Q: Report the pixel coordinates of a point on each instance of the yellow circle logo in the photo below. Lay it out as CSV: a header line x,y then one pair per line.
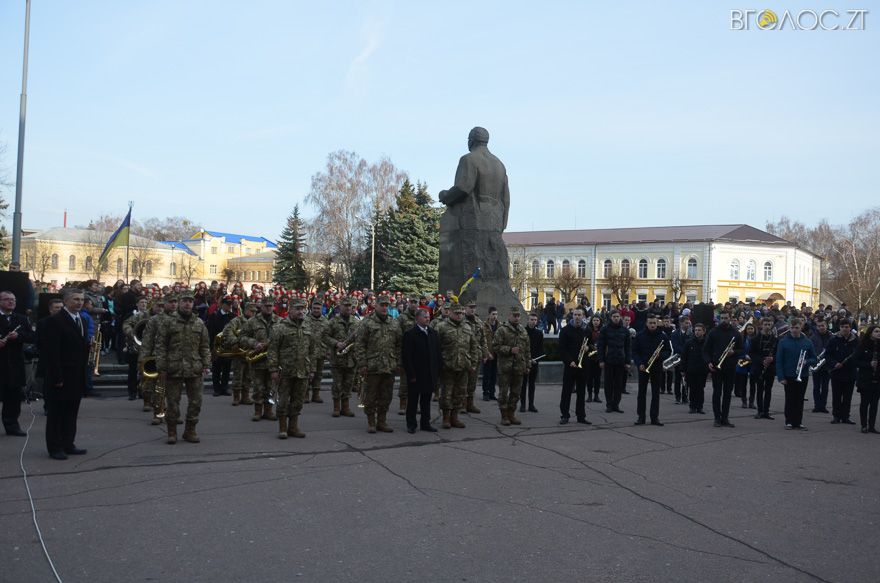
x,y
767,20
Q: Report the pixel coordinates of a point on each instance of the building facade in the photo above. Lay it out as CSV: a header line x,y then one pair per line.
x,y
690,263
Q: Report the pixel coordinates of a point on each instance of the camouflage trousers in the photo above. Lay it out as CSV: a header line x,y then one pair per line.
x,y
454,390
509,387
174,388
343,381
262,384
291,393
379,389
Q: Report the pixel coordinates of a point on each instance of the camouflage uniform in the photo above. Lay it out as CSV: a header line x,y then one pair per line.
x,y
457,348
378,351
341,329
241,370
182,354
318,327
257,331
511,367
292,350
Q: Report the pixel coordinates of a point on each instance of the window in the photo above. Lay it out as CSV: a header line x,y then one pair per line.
x,y
751,270
734,269
661,269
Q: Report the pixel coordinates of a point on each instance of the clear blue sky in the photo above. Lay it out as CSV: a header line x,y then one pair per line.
x,y
606,114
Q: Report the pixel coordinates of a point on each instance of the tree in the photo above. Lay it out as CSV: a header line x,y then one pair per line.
x,y
290,267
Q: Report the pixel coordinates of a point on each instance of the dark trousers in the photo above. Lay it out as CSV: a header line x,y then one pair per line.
x,y
220,374
490,377
841,398
868,407
820,389
764,390
657,380
61,424
722,388
697,389
418,400
794,401
528,387
615,381
573,379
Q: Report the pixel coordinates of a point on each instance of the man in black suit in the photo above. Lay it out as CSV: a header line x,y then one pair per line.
x,y
421,364
15,330
65,348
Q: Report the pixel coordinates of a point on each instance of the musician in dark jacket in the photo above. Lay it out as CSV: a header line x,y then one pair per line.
x,y
718,340
15,331
421,363
571,339
65,348
650,343
841,365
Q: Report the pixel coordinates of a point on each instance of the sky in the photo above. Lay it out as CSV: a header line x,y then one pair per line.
x,y
605,114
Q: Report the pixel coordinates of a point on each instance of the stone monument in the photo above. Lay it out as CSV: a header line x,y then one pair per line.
x,y
471,226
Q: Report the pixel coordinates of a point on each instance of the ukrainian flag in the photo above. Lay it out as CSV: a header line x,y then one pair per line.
x,y
119,237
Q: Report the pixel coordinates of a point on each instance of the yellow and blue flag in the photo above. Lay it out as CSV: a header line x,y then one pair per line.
x,y
119,237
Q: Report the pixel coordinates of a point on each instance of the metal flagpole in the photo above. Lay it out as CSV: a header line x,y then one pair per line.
x,y
19,171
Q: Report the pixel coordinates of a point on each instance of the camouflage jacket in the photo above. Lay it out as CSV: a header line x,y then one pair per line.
x,y
457,345
257,331
292,349
506,337
378,344
182,347
340,330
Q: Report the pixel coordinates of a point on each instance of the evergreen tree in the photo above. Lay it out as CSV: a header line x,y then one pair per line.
x,y
290,267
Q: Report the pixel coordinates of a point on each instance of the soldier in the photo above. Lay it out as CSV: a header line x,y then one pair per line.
x,y
318,324
458,346
255,337
378,353
183,358
340,335
292,350
406,320
511,347
241,370
480,356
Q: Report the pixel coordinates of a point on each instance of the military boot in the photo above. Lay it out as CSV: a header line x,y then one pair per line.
x,y
293,427
172,432
471,408
189,433
382,424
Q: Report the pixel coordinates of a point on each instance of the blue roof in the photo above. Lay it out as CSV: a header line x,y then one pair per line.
x,y
236,238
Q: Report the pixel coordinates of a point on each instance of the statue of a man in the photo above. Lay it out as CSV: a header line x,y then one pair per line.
x,y
476,213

### Task to carry out
The answer is the whole listing above, written out verbatim, without its pictures.

### Output for this task
Q: Report the pixel coordinates of a point on each instance of the yellow circle logo in the photo below. Lay it out as CSV: a header line x,y then one pair per line.
x,y
767,20
Q: Report the pixel coordinates of a point on each instance of the building facade in the photo above. Lay it out as CSV: a header line x,y then one pair per line.
x,y
690,263
Q: Report the pixel coordinates of a point on each instance of the camouflage trousers in the photo above. Lay it out as CSV: a header line x,y then one pair per line.
x,y
454,390
509,387
174,388
343,381
262,384
291,393
379,389
Q: Report the pixel coordinates of a point on each instance of the camouflage uniform in the photo above. Lay it out as CSV: a header line x,y then one pair per line.
x,y
457,348
378,351
341,329
241,370
182,354
318,327
257,331
511,367
292,350
Q: Report the pixel coordinates of a point on each instance of the window in the photo above. Lay it out as CSV: a header line x,y then one pair per line.
x,y
751,270
734,269
661,269
Q: Report the pixel coordinates of a point on each instance of the clear blue sky in the photo above. Lay it out as CSV: a header line x,y then one pair per line.
x,y
606,114
Q: Report the pixel coordinates of a point on each instance of the tree in the photo above. Lay it out as CSV: a header line x,y then one pair per line.
x,y
290,267
Q: Report the pixel coordinates of a point on each instance of the dark trousers in the photo above. Lay it out as CSV: a header line x,y then one pair per line.
x,y
220,374
490,377
841,398
868,407
820,389
764,390
657,380
61,424
722,388
697,389
418,400
794,401
528,387
615,381
573,379
Q: Report the pixel coordinates of a point on each instance of the man in black suit in the photo above. Lay it out as CSV: a header line x,y then one pair per line.
x,y
421,364
15,330
65,348
Q: Report the pixel coordinates of a point on each instance of the musician in dark jacket in the photo above. Lay it out as CSV: a header line x,y then one pair per line.
x,y
718,340
15,331
421,363
571,339
65,348
650,343
841,365
Q: Report the pixel coordinates of a point on each instance of the sky in the photo above. Lay it out as CSV: a header line x,y then one pair per line.
x,y
605,114
Q: Report the pixel coordinates of a point on each instance of the stone monument in the photo above. Lay it out as CSV: a header line x,y then one pair per line.
x,y
471,226
Q: Report the pixel coordinates of a point on each instance of the ukrainian flag in the photo above. Lay it out as CSV: a header line x,y then one pair per line.
x,y
119,237
Q: Report the pixel coordinates of a point on each instance of the yellow and blue flag in the photo above. Lay it out as CSV: a header line x,y then one pair per line.
x,y
119,237
Q: Report the pixel coordinates of a point on each instance of the metal flagpole in the photo above. Lay it out as CSV: a header line x,y then one pair per line.
x,y
19,171
Q: Report the pixel coordinates of a point on each instance of the camouflage jacket in the photo above. Lay it out as CSV: a header line x,y then one pair per line.
x,y
457,345
257,331
292,349
506,337
378,344
182,347
340,330
Q: Report the pixel coordinates of a point on each instance of the evergreen tree in the photo above. Lay it out as CSV: a header line x,y then one pair per line.
x,y
290,267
Q: Report the pixel coordinates of a point on each instance of the soldier in the photo above. Lay it out as CSV: a header line x,y then one pair per line.
x,y
318,324
458,346
255,337
378,353
183,358
340,335
292,350
406,320
511,347
241,370
480,356
Q: Report the pixel coordinates of a point on each instance of the military boot in the photo above. Lay it out as CSV: a header line x,y then one pair per line.
x,y
293,427
172,432
471,408
189,433
382,424
Q: Report the pixel coordinates of a point on each instance of the blue roof in the photo above. Lay it out as CSV: a header line x,y then one pair per line.
x,y
236,238
Q: Report the pixel coordinates of a point on each instance of the statue of a man in the photo above. Lay it out as CSV: a header line x,y then one pair per line.
x,y
476,213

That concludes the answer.